● **DATA PROVIDED**
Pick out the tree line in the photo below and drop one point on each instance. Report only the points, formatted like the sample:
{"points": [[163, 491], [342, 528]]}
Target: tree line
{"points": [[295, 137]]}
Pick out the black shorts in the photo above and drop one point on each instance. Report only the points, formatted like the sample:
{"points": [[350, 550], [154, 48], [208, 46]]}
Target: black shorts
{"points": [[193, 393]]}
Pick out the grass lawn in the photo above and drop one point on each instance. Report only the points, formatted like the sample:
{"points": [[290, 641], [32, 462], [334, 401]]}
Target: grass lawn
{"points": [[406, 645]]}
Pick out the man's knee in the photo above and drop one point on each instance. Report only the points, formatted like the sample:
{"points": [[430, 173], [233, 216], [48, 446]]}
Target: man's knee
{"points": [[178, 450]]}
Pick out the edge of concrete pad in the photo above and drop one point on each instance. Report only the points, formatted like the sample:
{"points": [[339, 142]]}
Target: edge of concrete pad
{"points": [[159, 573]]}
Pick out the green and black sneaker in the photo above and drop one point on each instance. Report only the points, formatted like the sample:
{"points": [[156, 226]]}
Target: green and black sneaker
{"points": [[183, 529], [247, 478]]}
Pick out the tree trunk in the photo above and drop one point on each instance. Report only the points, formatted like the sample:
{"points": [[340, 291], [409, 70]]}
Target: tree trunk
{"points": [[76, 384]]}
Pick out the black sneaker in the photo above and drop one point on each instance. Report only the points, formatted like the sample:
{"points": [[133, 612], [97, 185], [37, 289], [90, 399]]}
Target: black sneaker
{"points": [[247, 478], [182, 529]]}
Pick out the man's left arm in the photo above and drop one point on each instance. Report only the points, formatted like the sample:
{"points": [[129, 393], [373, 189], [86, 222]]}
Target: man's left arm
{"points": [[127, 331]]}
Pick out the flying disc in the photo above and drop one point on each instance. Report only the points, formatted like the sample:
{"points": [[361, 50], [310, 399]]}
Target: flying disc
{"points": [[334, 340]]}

● **SET TASK**
Reproduce all of the items above word for word, altering nothing.

● **IN RESPONSE**
Pick out the tree line in the photo below and drop one point on each instance. Report only the points, formatted like the sample:
{"points": [[163, 491], [342, 528]]}
Target: tree line
{"points": [[295, 137]]}
Pick out the black shorts in the photo above and drop one point on each instance. Report only the points, formatted like the sample:
{"points": [[350, 550], [154, 48], [208, 46]]}
Target: black shorts
{"points": [[193, 393]]}
Pick out the grass lawn in the photo above and drop one point on each instance. Report only the points, formatted like the sample:
{"points": [[290, 641], [32, 462], [334, 401]]}
Target: grass lawn
{"points": [[406, 645]]}
Pick out the man's knee in the photo above and drop one point on each instance. Report only the points, formatted like the sample:
{"points": [[430, 173], [233, 216], [48, 446]]}
Target: man's knee
{"points": [[178, 450]]}
Pick out the edge of concrete pad in the photo above and drop one point on each instance. Report only the points, formatted like the sample:
{"points": [[339, 142]]}
Target: edge of concrete pad
{"points": [[159, 573]]}
Pick out the green and black sneaker in the photo above and drop one point on each instance. Report only the points, formatted like the sample:
{"points": [[156, 226]]}
Target: green and black sneaker
{"points": [[183, 529], [247, 478]]}
Pick out the tree trunk in the photo above and drop one point on each instance. Report only the points, formatted like the sample:
{"points": [[340, 291], [409, 70]]}
Target: tree trunk
{"points": [[76, 384]]}
Pick out the black sneaker in the photo above and drop one point on each instance. Report only the points, formatted like the sample:
{"points": [[133, 612], [97, 185], [37, 289], [90, 399]]}
Target: black sneaker
{"points": [[247, 478], [182, 529]]}
Pick out the man's left arm in the photo above and drop one point on each instance. Report only the points, formatted like the sample:
{"points": [[129, 393], [373, 189], [86, 222]]}
Target: man's left arm
{"points": [[127, 331]]}
Pick out the flying disc in the photo above and drop one point on each instance. Report only the points, formatted like the sample:
{"points": [[361, 50], [310, 399]]}
Target: flying disc
{"points": [[334, 340]]}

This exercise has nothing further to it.